*ACTIVITIES*
1) In the text about returning to the office, how many hours a day does it say colleagues must put up with each other in close proximity?
2) Translate this sentence from the text about returning to the office into Spanish: "The last year and a half has changed us to the core: Although we had to improvise constantly, many of us have forgotten how to improvise in direct interaction."

We all have legitimate hopes for an end to the state of emergency that accompanied the COVID-19 pandemic. But now that many companies are ordering their employees out of the home office and back into the office, this is causing headaches: Many employees no longer know how to interact with each other, what to say, or how to say it, now that they are physically present again.
Interaction starts with small talk, which is harder to get off the ground now and suddenly seems embarrassing, even for Americans. But skipping small talk can have important consequences:
Discussions escalate much more often because the virtually indispensable practice of letting people talk things out is no longer practiced in the conference room.
Teams that had functioned well “remotely” fall apart on site because colleagues consistently take the wrong tone – a problem when you have to put up with those people in close proximity for eight hours a day.
The last year and a half has changed us to the core: Although we had to improvise constantly, many of us have forgotten how to improvise in direct interaction.

*RECORDS SHOWN*
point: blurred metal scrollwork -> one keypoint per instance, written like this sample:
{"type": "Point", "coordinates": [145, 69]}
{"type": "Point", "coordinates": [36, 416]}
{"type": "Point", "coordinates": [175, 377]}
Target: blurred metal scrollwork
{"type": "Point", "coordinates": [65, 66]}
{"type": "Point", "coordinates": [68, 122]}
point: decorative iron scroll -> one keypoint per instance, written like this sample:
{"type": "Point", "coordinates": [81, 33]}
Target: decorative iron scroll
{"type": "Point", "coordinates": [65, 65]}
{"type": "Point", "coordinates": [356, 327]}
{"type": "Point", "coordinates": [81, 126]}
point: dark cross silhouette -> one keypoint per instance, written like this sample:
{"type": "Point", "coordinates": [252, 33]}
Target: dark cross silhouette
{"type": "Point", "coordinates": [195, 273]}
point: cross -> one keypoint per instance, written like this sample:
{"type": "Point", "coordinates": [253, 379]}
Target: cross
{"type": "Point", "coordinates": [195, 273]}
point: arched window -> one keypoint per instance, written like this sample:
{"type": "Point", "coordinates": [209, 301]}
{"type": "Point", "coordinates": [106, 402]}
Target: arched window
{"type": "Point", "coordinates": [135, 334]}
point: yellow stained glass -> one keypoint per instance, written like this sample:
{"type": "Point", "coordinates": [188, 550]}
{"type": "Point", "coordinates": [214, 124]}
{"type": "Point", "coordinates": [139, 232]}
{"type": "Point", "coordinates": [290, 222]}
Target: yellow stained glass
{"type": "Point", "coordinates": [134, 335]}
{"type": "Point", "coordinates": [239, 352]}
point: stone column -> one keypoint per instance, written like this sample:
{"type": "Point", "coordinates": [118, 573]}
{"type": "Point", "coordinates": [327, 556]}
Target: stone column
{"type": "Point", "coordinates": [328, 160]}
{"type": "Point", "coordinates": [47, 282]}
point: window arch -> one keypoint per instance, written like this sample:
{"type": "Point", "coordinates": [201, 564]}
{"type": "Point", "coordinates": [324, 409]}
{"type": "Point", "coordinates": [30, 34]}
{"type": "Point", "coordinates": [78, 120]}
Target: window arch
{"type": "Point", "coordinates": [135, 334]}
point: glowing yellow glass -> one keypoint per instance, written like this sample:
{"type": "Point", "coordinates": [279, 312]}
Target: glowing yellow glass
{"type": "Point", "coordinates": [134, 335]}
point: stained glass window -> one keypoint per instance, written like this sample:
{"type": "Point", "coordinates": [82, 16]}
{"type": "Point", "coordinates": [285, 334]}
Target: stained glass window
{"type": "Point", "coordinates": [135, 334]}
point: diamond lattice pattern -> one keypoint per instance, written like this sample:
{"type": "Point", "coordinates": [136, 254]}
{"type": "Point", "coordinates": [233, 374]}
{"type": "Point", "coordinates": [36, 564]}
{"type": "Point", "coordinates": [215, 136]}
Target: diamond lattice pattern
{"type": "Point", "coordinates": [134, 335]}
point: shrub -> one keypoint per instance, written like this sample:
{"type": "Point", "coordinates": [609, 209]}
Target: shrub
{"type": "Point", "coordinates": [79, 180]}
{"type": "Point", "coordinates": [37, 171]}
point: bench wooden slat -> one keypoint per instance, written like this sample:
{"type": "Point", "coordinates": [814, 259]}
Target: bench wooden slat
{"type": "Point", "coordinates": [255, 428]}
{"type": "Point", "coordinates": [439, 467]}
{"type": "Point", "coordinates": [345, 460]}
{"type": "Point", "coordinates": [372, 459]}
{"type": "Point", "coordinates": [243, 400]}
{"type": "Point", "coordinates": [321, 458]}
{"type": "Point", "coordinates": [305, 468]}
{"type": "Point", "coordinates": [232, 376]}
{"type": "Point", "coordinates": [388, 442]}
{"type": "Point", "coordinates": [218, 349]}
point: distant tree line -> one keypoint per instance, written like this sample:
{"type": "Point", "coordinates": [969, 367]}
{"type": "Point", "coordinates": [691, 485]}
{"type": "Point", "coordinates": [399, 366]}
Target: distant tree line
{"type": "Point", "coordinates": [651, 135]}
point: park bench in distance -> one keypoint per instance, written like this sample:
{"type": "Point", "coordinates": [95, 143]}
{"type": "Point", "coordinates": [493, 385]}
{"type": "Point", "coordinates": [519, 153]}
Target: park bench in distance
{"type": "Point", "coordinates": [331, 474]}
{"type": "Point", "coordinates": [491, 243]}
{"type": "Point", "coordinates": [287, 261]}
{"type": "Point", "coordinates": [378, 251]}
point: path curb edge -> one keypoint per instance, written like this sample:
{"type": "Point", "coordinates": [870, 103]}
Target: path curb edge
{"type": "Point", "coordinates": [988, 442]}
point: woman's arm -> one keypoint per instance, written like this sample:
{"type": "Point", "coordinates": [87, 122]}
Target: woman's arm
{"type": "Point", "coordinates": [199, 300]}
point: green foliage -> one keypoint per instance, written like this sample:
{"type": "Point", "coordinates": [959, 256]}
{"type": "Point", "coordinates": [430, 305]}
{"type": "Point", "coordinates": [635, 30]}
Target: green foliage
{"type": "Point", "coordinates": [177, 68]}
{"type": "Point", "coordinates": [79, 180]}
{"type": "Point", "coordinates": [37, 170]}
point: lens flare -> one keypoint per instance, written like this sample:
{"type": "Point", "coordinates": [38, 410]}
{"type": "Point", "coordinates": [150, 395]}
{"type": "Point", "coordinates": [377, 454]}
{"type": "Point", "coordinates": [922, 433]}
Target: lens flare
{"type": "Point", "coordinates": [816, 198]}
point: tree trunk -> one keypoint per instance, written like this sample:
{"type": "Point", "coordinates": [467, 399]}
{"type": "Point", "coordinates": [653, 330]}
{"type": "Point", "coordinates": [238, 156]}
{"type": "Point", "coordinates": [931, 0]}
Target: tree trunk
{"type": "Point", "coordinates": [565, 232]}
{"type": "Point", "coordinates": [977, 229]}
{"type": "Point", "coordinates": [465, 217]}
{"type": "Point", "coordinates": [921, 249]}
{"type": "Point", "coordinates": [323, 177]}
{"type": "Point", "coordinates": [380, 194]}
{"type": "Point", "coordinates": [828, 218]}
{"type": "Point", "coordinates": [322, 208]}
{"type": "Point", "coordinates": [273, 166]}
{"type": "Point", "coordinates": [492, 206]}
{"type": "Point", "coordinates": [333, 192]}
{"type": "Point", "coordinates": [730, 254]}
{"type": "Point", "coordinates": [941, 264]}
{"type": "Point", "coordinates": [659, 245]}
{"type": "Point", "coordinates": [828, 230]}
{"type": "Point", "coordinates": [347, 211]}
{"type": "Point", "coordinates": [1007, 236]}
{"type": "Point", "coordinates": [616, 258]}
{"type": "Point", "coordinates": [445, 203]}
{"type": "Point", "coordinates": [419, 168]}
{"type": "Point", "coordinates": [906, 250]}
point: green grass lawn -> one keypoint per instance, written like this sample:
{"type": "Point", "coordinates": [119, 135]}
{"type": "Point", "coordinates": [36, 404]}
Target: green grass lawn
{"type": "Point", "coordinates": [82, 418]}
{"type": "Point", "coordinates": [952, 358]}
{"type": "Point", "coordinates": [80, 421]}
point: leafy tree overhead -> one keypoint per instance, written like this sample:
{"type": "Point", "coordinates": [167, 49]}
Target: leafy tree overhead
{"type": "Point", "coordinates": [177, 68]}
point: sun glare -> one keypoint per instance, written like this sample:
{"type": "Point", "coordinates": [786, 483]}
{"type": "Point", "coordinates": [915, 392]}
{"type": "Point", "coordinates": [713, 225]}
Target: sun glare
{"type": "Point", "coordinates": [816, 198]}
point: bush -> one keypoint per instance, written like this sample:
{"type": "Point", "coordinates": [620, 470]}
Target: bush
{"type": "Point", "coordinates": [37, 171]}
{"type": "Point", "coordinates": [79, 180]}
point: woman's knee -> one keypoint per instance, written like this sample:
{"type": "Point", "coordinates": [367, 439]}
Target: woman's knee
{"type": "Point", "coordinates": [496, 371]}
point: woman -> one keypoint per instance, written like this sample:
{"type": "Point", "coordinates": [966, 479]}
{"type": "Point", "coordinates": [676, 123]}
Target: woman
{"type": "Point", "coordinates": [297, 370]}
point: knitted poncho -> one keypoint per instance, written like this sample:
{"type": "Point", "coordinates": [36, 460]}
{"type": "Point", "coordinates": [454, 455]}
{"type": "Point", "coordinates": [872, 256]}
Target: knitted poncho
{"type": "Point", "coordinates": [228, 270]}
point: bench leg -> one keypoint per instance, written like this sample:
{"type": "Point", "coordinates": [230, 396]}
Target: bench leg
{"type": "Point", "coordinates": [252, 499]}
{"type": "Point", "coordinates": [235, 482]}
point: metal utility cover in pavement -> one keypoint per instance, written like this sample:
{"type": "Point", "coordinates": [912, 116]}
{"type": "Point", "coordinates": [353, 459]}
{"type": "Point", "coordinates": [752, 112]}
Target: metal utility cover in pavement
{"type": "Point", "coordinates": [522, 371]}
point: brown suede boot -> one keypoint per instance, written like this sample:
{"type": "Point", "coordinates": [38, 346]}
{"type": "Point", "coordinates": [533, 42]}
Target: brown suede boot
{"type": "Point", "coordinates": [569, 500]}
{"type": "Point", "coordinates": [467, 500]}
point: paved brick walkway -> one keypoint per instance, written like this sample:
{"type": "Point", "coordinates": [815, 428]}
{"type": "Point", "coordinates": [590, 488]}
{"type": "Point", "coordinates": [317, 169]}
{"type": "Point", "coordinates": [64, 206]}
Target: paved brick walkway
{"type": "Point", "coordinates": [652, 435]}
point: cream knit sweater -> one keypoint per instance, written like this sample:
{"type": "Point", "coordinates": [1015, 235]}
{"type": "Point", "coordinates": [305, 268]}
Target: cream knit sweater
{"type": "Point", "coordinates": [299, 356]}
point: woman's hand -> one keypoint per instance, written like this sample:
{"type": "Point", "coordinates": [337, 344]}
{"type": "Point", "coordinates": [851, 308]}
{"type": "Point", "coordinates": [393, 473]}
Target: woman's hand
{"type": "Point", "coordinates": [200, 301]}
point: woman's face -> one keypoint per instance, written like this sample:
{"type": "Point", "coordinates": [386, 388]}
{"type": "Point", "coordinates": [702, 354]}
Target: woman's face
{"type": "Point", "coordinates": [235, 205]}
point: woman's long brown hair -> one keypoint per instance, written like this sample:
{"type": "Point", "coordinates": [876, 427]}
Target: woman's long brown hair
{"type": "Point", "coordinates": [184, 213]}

*COMPLETED EXERCISE*
1) Eight hours a day.

2) El último año y medio nos ha cambiado hasta la médula: aunque tuvimos que improvisar constantemente, muchos de nosotros hemos olvidado cómo improvisar en la interacción directa.